• What to produce:
In the records below, list every line from the one containing "Target: dark jacket" through the last line of the records as a numbered list, skipping any blank lines.
++++++++++++++++++++
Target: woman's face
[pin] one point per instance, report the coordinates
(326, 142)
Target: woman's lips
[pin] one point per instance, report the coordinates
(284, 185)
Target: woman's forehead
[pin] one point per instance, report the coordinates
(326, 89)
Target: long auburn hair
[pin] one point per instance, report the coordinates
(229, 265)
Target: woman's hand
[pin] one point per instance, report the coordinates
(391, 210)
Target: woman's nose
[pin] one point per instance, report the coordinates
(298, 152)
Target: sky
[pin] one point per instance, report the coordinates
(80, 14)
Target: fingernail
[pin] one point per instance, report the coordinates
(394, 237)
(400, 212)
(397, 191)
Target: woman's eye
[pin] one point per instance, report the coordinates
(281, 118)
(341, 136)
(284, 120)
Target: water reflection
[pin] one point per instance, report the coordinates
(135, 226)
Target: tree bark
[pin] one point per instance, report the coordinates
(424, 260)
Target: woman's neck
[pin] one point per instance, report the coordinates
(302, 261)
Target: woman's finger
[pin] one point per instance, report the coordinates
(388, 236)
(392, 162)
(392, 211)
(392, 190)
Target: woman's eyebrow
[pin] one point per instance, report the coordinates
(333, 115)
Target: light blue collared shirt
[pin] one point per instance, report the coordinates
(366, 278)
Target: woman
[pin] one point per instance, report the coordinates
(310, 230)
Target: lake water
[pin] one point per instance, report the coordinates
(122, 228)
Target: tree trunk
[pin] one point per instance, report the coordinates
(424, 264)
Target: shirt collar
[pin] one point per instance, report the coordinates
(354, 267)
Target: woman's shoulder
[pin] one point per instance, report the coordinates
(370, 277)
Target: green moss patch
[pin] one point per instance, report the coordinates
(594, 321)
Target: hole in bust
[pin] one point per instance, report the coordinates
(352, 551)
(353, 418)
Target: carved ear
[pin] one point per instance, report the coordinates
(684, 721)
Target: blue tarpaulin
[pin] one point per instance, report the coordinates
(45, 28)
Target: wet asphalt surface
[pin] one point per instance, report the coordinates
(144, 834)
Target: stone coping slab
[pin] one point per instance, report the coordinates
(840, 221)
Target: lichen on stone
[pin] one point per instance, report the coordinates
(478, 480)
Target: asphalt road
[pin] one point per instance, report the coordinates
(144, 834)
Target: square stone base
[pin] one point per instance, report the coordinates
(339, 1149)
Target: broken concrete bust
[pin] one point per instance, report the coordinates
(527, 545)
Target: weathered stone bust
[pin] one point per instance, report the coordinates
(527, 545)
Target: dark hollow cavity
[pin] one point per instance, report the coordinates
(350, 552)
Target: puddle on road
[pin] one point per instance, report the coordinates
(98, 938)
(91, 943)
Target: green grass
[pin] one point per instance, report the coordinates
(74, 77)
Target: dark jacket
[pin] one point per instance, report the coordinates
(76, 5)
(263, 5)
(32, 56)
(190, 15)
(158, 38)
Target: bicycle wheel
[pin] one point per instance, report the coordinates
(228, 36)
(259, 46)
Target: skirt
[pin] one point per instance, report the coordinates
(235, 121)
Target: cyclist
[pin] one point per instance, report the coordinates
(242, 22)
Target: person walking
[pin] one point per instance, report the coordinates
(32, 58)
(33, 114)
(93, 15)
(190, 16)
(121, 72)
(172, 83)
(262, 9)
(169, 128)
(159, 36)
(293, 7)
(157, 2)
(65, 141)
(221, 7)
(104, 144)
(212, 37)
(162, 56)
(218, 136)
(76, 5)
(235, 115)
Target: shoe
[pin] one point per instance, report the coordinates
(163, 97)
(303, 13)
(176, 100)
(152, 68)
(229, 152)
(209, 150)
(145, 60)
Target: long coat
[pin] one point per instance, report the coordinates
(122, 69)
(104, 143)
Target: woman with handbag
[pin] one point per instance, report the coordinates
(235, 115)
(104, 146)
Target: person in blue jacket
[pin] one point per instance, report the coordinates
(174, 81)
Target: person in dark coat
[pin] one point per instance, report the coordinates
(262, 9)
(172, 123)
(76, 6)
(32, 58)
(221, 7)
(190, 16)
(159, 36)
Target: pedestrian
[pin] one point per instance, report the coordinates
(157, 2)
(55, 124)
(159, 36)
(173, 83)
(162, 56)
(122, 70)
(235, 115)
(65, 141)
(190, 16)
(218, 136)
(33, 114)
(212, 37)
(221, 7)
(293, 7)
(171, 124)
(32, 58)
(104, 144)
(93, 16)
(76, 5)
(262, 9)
++++++++++++++++++++
• Full output:
1. Target: dark jacket
2. [pin] one point per instance, report the coordinates
3. (76, 5)
4. (263, 5)
5. (32, 56)
6. (190, 15)
7. (158, 38)
8. Target: bicycle wheel
9. [pin] one point per instance, report the coordinates
10. (228, 36)
11. (259, 46)
12. Target: skirt
13. [pin] one point per instance, report the coordinates
14. (235, 121)
15. Target: cyclist
16. [pin] one point per instance, report the coordinates
17. (242, 22)
18. Target: person walking
19. [pin] one point per instance, report the coordinates
20. (32, 58)
21. (33, 114)
22. (93, 15)
23. (190, 16)
24. (121, 72)
25. (172, 83)
26. (262, 9)
27. (169, 128)
28. (159, 36)
29. (293, 7)
30. (157, 2)
31. (65, 141)
32. (221, 7)
33. (104, 144)
34. (212, 37)
35. (162, 56)
36. (218, 136)
37. (76, 5)
38. (235, 115)
39. Target: shoe
40. [pin] one point per instance, report the coordinates
41. (163, 97)
42. (303, 13)
43. (176, 100)
44. (152, 68)
45. (229, 152)
46. (209, 150)
47. (145, 60)
48. Target: long coat
49. [pin] one point per instance, report the coordinates
50. (122, 69)
51. (104, 143)
52. Target: woman with handbag
53. [pin] one point per instance, report the coordinates
54. (235, 115)
55. (104, 146)
56. Target: person in blue jacket
57. [pin] one point per instance, report the coordinates
58. (174, 81)
59. Target: person in dark coat
60. [pin] one point per instance, report the coordinates
61. (262, 9)
62. (172, 123)
63. (76, 6)
64. (32, 58)
65. (221, 7)
66. (190, 16)
67. (159, 36)
68. Target: pedestrian
69. [pin] one point per instance, report the coordinates
70. (157, 2)
71. (55, 124)
72. (159, 36)
73. (173, 83)
74. (162, 56)
75. (122, 70)
76. (235, 115)
77. (65, 141)
78. (190, 16)
79. (218, 136)
80. (33, 114)
81. (212, 37)
82. (221, 7)
83. (293, 7)
84. (171, 124)
85. (32, 58)
86. (104, 144)
87. (93, 16)
88. (76, 5)
89. (262, 9)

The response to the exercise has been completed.